------ Article ------

Well, with NSA snooping into all things electronic, cursive and snail mail may make a comeback as an alternative, more secure way to communicate privately.

#2 Comment By mrscracker On October 3, 2013 @ 11:35 am

Guess it shows my age, but we studied penmanship(Palmer method) right through 6th grade.

#3 Comment By Court Merrigan On October 3, 2013 @ 11:50 am

“Cursive, despite its loopy letters and structured theory, truly develops with the individual hand. Thus, every person’s handwriting will be unique and personal.”

Isn’t this also true of block letters? I stopped writing cursive the instant teachers didn’t insist on it (5th grade?) because its laborious nature made it harder, not easier, to write out complex ideas, in my experience. My daughter’s a 1st grader and I don’t much care if she ever learns cursive. She’s not going to learn how to reload a typewriter ribbon, either.

Also, it should be noted that the calligraphy class St. Jobs took likely had little or nothing to do with cursive.

#4 Comment By Austin Rebreh On October 3, 2013 @ 12:01 pm

12 years ago I was a runner up in my school for best cursive penmanship. Alas, my skills deteriorated despite my continuation with this practice. My cursive is so bad that I had to resort to block letters (which is just as horrendous).

------ Information supplied ------

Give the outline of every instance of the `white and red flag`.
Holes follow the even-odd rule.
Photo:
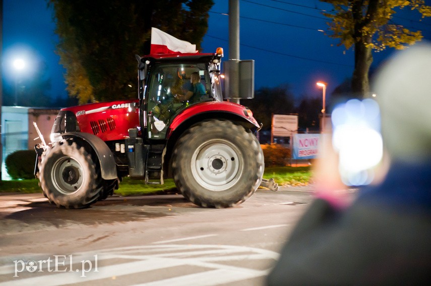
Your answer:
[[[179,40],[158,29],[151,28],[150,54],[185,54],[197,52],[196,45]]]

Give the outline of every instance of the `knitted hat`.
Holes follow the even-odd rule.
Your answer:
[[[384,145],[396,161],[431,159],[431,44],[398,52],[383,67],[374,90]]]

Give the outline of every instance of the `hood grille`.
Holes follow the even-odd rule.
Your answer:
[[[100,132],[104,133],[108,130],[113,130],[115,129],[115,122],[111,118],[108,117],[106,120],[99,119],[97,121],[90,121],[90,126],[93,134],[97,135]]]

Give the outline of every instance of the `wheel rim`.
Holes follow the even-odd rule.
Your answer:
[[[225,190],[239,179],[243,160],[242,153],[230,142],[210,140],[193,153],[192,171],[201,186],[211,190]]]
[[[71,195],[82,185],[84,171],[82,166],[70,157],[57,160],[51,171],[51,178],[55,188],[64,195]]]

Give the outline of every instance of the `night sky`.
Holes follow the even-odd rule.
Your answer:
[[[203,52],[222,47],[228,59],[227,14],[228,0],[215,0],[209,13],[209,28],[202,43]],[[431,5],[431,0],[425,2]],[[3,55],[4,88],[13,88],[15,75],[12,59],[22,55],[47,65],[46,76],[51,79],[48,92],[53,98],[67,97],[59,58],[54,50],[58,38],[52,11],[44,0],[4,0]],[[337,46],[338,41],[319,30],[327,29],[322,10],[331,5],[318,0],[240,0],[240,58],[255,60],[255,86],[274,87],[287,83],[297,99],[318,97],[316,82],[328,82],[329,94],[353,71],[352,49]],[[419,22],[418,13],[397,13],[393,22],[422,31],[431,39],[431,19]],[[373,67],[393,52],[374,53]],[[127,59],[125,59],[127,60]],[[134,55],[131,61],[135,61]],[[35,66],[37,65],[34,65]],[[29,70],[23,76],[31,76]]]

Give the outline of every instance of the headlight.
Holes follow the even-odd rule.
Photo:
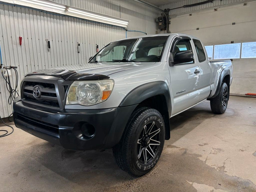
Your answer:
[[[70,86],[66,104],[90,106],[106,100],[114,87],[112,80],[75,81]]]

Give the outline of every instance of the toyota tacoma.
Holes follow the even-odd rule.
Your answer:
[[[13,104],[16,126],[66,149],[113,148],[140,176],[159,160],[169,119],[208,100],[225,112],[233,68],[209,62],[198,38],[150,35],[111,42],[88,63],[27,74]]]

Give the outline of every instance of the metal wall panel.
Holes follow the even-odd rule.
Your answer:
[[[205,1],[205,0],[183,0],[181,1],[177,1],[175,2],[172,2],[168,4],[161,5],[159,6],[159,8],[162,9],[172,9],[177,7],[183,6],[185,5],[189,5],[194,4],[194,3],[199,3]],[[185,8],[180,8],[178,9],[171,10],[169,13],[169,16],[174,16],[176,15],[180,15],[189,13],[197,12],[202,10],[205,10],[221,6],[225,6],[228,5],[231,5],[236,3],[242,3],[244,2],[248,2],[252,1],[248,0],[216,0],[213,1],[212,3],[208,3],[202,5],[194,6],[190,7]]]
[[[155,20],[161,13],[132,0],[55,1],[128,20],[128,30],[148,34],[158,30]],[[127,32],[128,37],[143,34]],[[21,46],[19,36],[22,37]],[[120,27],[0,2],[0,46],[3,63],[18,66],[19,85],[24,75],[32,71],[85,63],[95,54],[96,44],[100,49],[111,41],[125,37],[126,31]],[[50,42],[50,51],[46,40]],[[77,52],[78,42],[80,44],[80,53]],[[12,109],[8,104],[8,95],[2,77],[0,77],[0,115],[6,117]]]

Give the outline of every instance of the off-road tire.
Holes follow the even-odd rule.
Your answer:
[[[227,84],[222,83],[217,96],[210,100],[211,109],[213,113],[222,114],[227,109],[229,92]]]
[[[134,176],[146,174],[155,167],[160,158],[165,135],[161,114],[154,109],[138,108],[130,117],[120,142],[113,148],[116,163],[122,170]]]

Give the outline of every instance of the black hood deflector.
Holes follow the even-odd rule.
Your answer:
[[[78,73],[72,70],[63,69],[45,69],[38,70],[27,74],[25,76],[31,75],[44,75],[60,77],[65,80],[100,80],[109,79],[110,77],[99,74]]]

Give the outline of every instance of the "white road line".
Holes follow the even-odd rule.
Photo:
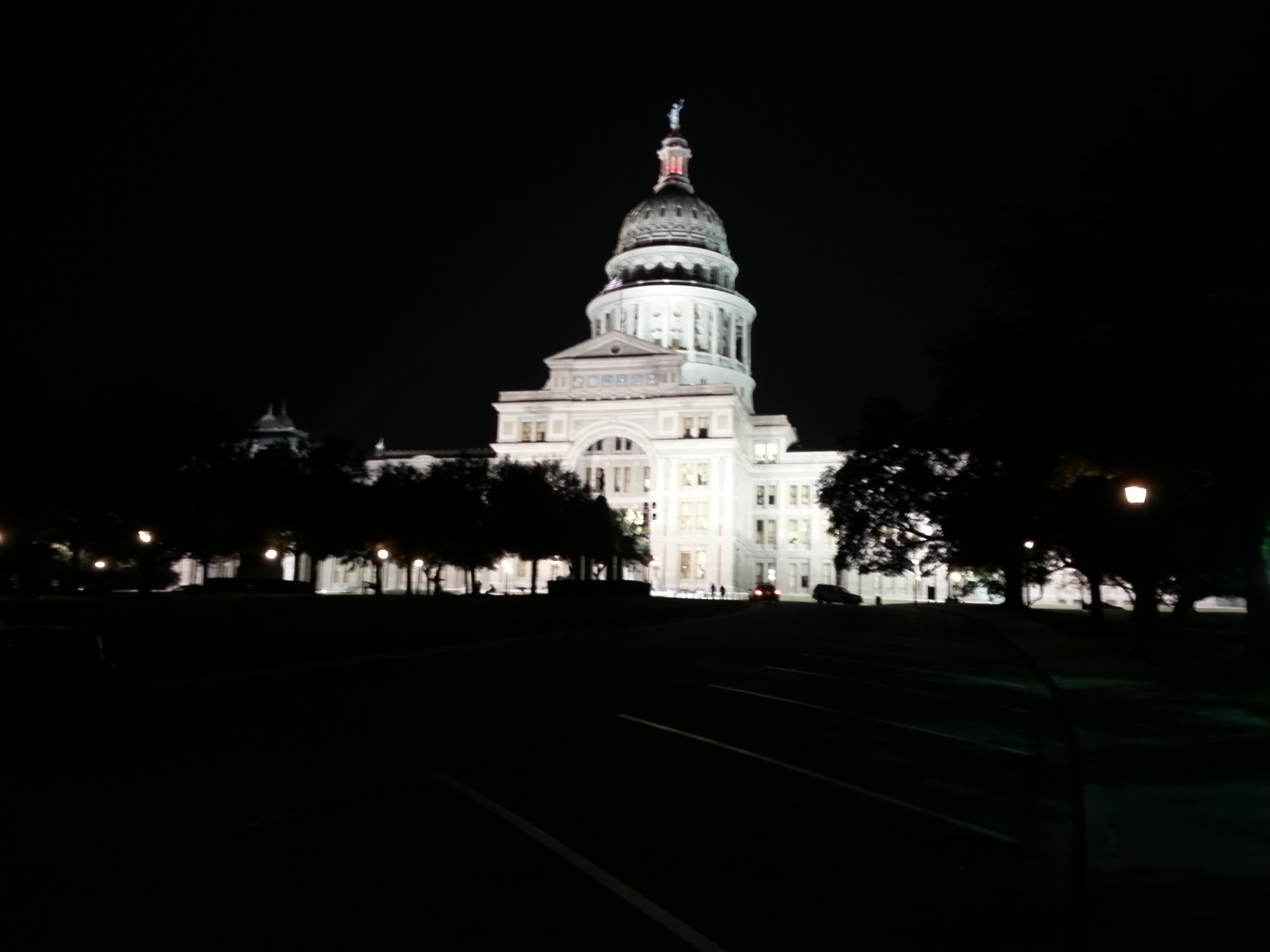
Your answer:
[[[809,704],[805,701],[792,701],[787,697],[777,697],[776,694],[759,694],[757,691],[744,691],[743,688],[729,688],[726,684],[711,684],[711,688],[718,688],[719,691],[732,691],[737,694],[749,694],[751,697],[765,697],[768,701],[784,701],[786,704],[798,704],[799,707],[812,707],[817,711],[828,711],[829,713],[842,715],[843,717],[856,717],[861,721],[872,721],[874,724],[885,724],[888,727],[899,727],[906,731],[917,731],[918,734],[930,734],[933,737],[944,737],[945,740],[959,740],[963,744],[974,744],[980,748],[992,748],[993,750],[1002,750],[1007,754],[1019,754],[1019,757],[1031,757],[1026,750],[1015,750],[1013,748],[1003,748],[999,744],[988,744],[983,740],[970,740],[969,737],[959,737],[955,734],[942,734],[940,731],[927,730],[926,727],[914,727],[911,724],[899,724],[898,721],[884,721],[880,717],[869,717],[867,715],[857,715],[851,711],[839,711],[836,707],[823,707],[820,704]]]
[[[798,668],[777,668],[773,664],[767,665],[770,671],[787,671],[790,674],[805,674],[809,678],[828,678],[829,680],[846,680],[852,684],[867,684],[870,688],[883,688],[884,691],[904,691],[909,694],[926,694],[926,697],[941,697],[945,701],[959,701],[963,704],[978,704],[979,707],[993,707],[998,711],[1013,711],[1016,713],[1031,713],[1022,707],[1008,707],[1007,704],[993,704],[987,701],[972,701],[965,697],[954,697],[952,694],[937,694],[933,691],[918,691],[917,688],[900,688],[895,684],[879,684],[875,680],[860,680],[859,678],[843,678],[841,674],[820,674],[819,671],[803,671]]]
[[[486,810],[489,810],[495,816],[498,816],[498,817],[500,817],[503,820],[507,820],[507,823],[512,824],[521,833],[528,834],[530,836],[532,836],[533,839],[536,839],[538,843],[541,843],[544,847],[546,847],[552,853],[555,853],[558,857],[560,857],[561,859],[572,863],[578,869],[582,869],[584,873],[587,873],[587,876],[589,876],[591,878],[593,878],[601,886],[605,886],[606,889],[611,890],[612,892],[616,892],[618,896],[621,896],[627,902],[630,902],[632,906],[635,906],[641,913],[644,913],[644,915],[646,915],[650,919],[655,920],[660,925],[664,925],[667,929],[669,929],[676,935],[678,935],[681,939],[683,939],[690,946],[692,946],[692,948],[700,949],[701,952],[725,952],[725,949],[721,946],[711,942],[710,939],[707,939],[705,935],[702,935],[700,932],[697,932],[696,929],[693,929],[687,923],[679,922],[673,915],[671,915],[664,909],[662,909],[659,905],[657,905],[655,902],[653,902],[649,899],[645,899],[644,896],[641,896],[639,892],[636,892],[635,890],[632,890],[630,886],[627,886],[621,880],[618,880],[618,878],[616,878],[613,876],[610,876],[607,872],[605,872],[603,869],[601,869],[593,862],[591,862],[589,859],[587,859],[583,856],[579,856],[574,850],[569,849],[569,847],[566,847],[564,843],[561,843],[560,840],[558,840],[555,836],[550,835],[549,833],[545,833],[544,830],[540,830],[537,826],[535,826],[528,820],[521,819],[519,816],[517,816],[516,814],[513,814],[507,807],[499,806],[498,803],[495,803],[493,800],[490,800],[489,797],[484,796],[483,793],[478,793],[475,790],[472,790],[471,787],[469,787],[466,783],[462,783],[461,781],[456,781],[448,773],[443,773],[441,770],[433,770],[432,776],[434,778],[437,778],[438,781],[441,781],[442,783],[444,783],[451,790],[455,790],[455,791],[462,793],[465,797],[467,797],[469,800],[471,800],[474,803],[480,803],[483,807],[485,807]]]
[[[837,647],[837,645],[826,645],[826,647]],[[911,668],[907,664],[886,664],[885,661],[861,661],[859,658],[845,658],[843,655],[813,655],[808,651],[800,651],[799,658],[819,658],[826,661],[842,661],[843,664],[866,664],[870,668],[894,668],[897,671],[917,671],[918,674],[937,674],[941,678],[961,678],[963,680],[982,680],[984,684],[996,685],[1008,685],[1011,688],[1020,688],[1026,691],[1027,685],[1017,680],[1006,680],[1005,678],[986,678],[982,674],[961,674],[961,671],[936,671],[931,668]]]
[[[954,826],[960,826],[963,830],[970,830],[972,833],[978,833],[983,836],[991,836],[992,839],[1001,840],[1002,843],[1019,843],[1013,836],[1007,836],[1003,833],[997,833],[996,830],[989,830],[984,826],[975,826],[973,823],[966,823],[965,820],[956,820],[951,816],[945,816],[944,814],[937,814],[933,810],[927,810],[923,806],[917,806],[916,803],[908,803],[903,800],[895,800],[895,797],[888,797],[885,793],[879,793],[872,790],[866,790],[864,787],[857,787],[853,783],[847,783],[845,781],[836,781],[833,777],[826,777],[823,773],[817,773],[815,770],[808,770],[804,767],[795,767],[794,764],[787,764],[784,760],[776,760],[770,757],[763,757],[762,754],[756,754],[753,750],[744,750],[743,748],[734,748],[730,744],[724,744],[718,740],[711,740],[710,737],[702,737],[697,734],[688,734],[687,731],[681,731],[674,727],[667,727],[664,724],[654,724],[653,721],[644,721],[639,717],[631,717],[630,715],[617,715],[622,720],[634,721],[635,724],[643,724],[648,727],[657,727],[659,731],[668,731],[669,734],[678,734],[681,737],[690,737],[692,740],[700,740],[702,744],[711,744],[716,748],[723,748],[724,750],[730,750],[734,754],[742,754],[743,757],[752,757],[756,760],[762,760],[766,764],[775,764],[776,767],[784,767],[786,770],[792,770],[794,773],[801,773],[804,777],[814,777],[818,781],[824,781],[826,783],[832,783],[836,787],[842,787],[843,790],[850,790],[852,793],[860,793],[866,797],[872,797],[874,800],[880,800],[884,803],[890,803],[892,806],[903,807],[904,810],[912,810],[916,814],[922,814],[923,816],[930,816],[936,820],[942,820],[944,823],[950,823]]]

------
------ Information supplied ------

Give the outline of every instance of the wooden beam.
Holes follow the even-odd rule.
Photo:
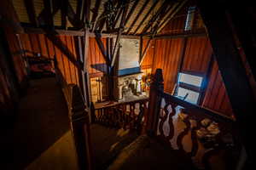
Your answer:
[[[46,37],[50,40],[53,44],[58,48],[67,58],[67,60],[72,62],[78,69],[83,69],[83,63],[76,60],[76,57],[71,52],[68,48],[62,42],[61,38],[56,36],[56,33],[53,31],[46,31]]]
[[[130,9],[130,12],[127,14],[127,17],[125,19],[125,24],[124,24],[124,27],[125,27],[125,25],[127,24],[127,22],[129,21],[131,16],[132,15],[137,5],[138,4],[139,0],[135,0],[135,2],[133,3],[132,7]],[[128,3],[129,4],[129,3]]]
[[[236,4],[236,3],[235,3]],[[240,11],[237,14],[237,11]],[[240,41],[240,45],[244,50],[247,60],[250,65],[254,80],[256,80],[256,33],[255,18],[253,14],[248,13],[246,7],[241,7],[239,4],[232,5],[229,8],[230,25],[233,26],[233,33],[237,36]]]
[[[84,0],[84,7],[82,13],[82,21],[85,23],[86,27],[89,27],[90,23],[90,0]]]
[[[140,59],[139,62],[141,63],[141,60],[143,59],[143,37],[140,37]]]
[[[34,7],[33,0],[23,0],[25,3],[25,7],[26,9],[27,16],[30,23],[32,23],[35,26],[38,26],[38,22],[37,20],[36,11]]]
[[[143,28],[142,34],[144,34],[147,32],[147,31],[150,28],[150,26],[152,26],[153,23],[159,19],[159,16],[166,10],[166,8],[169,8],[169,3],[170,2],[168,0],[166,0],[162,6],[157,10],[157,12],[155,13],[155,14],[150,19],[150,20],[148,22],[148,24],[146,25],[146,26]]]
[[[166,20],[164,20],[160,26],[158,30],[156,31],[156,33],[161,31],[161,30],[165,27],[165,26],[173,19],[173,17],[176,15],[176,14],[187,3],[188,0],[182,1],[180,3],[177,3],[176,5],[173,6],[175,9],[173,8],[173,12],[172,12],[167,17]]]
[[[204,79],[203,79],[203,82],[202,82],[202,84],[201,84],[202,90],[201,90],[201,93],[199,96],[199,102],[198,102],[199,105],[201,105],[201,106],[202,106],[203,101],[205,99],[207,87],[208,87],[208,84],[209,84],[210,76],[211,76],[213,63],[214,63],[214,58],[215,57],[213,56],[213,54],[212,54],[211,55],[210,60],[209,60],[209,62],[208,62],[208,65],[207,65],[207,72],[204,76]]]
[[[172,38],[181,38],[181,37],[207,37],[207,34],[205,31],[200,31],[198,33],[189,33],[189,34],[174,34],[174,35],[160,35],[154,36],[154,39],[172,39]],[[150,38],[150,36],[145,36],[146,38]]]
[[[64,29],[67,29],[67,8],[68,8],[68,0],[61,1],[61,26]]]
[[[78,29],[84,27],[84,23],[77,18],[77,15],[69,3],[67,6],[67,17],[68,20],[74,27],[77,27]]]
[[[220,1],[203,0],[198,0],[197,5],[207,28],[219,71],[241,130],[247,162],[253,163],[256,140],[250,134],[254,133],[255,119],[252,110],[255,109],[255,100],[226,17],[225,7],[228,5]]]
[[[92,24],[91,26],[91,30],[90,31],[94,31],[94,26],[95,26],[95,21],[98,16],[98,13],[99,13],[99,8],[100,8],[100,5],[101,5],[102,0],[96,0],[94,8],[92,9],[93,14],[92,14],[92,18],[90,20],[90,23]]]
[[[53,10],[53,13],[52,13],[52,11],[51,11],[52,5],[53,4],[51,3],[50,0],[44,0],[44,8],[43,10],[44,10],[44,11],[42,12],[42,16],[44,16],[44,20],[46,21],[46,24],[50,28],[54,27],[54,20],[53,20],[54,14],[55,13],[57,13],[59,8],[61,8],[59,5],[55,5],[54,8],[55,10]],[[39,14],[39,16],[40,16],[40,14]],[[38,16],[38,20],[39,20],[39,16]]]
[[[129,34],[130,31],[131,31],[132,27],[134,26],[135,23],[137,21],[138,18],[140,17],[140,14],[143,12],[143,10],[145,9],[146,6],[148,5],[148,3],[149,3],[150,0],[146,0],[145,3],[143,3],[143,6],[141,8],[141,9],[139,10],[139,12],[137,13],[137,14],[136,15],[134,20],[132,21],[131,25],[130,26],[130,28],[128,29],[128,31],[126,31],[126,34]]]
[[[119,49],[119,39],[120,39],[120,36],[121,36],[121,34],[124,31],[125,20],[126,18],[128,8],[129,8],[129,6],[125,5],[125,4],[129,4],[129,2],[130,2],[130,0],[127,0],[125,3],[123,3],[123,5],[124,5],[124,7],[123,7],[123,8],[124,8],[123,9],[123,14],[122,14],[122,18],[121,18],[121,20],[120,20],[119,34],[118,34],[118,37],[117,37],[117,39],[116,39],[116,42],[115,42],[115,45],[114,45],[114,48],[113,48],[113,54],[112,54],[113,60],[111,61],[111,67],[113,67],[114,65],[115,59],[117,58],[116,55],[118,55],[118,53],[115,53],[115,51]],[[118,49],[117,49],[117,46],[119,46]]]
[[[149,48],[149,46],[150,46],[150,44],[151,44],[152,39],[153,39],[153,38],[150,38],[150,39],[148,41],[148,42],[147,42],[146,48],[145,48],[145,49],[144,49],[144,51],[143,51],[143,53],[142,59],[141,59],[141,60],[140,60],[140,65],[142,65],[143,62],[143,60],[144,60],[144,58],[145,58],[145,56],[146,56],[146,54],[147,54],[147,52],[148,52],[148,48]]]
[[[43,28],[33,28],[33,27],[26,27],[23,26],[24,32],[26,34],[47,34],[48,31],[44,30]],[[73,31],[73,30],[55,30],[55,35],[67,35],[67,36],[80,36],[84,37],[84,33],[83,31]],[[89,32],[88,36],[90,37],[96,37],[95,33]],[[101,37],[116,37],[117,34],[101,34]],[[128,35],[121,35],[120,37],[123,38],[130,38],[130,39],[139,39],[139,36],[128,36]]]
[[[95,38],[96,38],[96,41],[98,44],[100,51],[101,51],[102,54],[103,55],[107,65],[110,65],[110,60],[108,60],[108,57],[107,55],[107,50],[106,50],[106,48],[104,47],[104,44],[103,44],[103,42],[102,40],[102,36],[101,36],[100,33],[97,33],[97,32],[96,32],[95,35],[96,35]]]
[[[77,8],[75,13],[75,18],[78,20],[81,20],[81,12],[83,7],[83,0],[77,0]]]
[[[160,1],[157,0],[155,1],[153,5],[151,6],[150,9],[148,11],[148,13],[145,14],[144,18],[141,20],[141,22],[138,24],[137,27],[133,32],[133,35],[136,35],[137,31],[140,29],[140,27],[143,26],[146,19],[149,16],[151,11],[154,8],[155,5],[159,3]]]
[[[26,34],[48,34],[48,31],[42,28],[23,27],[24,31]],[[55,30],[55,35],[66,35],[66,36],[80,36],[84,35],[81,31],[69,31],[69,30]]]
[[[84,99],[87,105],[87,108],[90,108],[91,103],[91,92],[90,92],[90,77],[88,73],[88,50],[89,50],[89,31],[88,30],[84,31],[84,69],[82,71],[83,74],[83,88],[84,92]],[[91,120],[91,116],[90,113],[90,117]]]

------
------ Information supplied ------

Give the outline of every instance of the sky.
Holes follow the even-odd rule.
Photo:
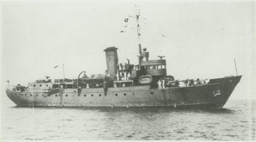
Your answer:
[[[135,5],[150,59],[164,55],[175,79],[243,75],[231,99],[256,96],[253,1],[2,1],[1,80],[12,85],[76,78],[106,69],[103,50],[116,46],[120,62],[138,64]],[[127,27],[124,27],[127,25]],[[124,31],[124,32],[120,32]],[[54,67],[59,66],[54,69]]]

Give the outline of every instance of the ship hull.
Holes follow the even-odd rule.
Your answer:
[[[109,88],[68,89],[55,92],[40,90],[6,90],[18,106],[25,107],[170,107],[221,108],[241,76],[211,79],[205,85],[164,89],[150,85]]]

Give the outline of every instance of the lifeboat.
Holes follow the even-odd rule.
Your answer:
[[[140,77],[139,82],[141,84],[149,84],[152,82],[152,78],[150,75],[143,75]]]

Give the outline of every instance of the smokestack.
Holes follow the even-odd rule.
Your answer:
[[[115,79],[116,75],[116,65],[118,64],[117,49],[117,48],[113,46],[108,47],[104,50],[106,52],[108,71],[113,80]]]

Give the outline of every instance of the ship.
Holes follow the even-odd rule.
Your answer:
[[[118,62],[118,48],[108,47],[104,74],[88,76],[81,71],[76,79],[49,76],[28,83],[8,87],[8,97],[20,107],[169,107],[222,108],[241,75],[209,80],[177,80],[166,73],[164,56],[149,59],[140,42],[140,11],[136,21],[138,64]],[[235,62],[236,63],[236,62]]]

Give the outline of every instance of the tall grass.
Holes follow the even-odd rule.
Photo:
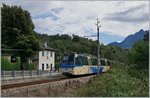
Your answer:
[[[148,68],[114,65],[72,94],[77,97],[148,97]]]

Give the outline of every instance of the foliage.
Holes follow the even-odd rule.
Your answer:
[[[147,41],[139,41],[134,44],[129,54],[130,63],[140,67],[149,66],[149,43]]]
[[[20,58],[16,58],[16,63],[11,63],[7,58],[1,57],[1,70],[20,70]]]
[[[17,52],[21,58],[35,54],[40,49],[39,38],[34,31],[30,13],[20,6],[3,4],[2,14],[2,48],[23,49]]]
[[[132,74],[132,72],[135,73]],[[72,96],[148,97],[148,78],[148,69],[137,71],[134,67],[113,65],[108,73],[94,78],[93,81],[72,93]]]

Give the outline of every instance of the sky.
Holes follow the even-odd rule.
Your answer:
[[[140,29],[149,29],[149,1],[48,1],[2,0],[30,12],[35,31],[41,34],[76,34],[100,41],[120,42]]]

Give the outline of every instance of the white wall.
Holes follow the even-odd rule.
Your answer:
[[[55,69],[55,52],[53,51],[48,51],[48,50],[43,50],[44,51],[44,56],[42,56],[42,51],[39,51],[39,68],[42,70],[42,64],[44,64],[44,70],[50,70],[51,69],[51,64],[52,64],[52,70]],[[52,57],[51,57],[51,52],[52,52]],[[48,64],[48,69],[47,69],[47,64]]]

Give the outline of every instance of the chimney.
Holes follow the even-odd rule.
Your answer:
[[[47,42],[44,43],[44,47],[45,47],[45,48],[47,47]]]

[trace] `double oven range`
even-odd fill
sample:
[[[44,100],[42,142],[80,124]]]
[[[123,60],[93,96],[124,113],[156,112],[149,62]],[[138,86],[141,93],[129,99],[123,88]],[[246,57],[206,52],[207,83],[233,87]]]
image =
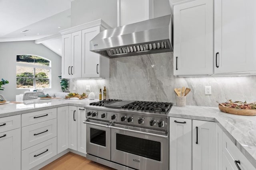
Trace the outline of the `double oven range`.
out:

------

| Work required |
Copy the comments on cursive handwriting word for word, from start to finish. The records aren't needed for this.

| Response to this exercise |
Well, with NSA snooping into all things electronic, cursive and snail mail may make a comeback as an alternative, more secure way to communicate privately.

#2 Comment By mrscracker On October 3, 2013 @ 11:35 am

Guess it shows my age, but we studied penmanship(Palmer method) right through 6th grade.

#3 Comment By Court Merrigan On October 3, 2013 @ 11:50 am

“Cursive, despite its loopy letters and structured theory, truly develops with the individual hand. Thus, every person’s handwriting will be unique and personal.”

Isn’t this also true of block letters? I stopped writing cursive the instant teachers didn’t insist on it (5th grade?) because its laborious nature made it harder, not easier, to write out complex ideas, in my experience. My daughter’s a 1st grader and I don’t much care if she ever learns cursive. She’s not going to learn how to reload a typewriter ribbon, either.

Also, it should be noted that the calligraphy class St. Jobs took likely had little or nothing to do with cursive.

#4 Comment By Austin Rebreh On October 3, 2013 @ 12:01 pm

12 years ago I was a runner up in my school for best cursive penmanship. Alas, my skills deteriorated despite my continuation with this practice. My cursive is so bad that I had to resort to block letters (which is just as horrendous).